| Required task |
Output the entries below exactly as written, omitting pictures.

| Records to use |
** begin **

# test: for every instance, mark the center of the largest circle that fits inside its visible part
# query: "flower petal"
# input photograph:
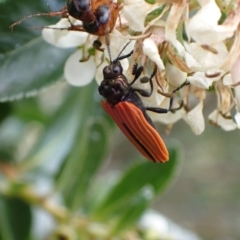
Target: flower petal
(195, 119)
(199, 79)
(203, 26)
(151, 50)
(135, 13)
(225, 123)
(63, 38)
(79, 73)
(235, 73)
(237, 119)
(175, 76)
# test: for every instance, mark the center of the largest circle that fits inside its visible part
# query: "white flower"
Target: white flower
(135, 12)
(225, 123)
(64, 38)
(79, 74)
(198, 43)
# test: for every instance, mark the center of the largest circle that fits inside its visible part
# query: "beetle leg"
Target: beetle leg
(162, 110)
(137, 75)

** end **

| Result of the exercise |
# test: for every instance, mark the center of the largest circle that fits inside its visible part
# query: "flower petal"
# input photograph:
Target: flower petal
(195, 119)
(199, 79)
(203, 26)
(151, 50)
(135, 13)
(225, 123)
(63, 38)
(79, 73)
(235, 73)
(237, 119)
(175, 76)
# test: for every instance, mark the center of the largest circle that fits inside its visible part
# query: "white flower"
Target: white flower
(135, 12)
(225, 123)
(64, 38)
(79, 74)
(198, 43)
# test: for every instance, mark the center of the largest circle that fits inside its visible part
# query: "beetle leg"
Target: beetle leg
(162, 110)
(137, 75)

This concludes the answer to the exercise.